Copy every one of the lines below word for word, leaving out the pictures.

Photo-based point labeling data
* * * *
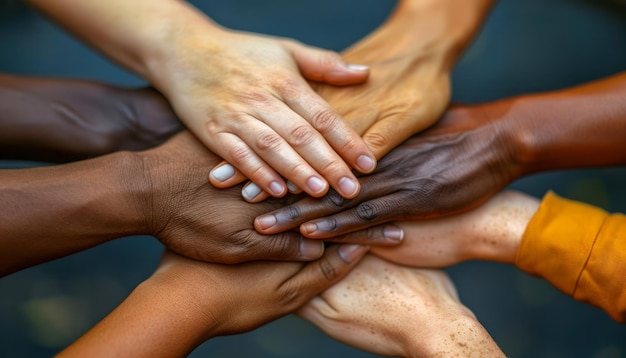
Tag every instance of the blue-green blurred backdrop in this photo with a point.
(526, 46)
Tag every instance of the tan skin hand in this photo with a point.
(185, 302)
(393, 310)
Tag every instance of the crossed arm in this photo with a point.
(472, 153)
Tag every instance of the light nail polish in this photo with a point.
(250, 191)
(223, 173)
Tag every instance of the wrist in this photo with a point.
(444, 27)
(170, 42)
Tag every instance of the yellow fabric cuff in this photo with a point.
(581, 250)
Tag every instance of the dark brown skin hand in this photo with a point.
(55, 120)
(472, 153)
(197, 220)
(454, 166)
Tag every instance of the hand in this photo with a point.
(467, 157)
(245, 97)
(408, 89)
(186, 302)
(65, 120)
(254, 293)
(196, 220)
(392, 310)
(491, 232)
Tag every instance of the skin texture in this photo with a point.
(393, 310)
(410, 55)
(491, 232)
(217, 81)
(469, 155)
(186, 302)
(56, 211)
(58, 121)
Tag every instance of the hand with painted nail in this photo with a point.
(244, 95)
(194, 219)
(394, 310)
(454, 166)
(185, 302)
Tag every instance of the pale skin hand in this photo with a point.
(393, 310)
(186, 302)
(244, 96)
(490, 232)
(410, 58)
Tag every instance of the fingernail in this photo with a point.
(266, 221)
(365, 163)
(223, 173)
(311, 249)
(276, 188)
(347, 187)
(315, 184)
(350, 252)
(308, 228)
(357, 67)
(250, 191)
(293, 188)
(393, 233)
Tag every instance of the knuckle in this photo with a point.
(290, 296)
(238, 155)
(286, 86)
(325, 119)
(302, 135)
(335, 199)
(328, 270)
(367, 212)
(290, 214)
(283, 247)
(376, 140)
(268, 141)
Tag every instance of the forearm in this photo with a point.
(131, 33)
(55, 211)
(41, 119)
(157, 319)
(462, 337)
(445, 27)
(584, 126)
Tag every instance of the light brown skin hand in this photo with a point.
(186, 302)
(469, 155)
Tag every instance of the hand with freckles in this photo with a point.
(393, 310)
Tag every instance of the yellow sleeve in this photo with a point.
(581, 250)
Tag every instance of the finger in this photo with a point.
(253, 194)
(339, 135)
(250, 165)
(381, 235)
(364, 215)
(225, 175)
(287, 246)
(291, 216)
(327, 66)
(320, 274)
(298, 152)
(293, 188)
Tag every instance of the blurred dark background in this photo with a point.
(526, 46)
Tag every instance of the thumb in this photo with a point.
* * * *
• TASK OUTPUT:
Tag every instance of the blue-green blurred backdrop in this photo with a point.
(526, 46)
Tag every instance of the tan skin hand in this photo with a point.
(185, 302)
(393, 310)
Tag every instance of the crossed arm in this photo with a point.
(472, 153)
Tag every instance of the light nail polish in this photo with a point.
(250, 191)
(223, 173)
Tag every instance of the wrist in this photo with a point.
(444, 27)
(170, 42)
Tag every instance of the yellow fabric cuff in this photo with a point.
(581, 250)
Tag every instance of the dark brown skin hand in this photo with a point.
(55, 120)
(472, 153)
(197, 220)
(454, 166)
Tag every instance of the hand in this photo with a point.
(467, 157)
(245, 97)
(408, 89)
(186, 302)
(65, 120)
(254, 293)
(196, 220)
(392, 310)
(491, 232)
Tag every instance of the skin texture in this photo with a point.
(393, 310)
(410, 55)
(491, 232)
(217, 81)
(469, 155)
(186, 302)
(56, 211)
(58, 121)
Tag every instance of the hand with painted nail in this photo with a point.
(244, 95)
(194, 219)
(394, 310)
(454, 166)
(185, 302)
Tag every instance of the pale skin hand in this photo with a point.
(393, 310)
(186, 302)
(244, 96)
(490, 232)
(410, 58)
Tag every instance of the fingernail in this photo with a point.
(266, 221)
(365, 163)
(223, 173)
(311, 249)
(276, 188)
(347, 187)
(315, 184)
(350, 252)
(308, 228)
(357, 67)
(250, 191)
(293, 188)
(393, 233)
Tag every instance of the knuckle in this photo with a point.
(290, 296)
(238, 155)
(286, 86)
(325, 119)
(302, 135)
(335, 199)
(328, 270)
(367, 212)
(290, 214)
(283, 247)
(376, 140)
(268, 141)
Tag every instance of the forearm in this photo with a point.
(131, 33)
(55, 211)
(41, 119)
(157, 319)
(462, 337)
(445, 27)
(584, 126)
Tag every instance of the light brown skin hand in this photo with a point.
(186, 302)
(469, 155)
Tag every instance of the hand with freckles in this photo with a point.
(393, 310)
Tag every instance of the yellow sleeve in this photo with a point.
(581, 250)
Tag every instance of the finger in this photo with a point.
(253, 194)
(339, 135)
(250, 165)
(381, 235)
(364, 215)
(225, 175)
(287, 246)
(291, 216)
(327, 66)
(320, 274)
(298, 152)
(293, 188)
Tag every instance of the blurred dark background in this photo with a point.
(526, 46)
Tag every instance of the thumb in this photo with a point.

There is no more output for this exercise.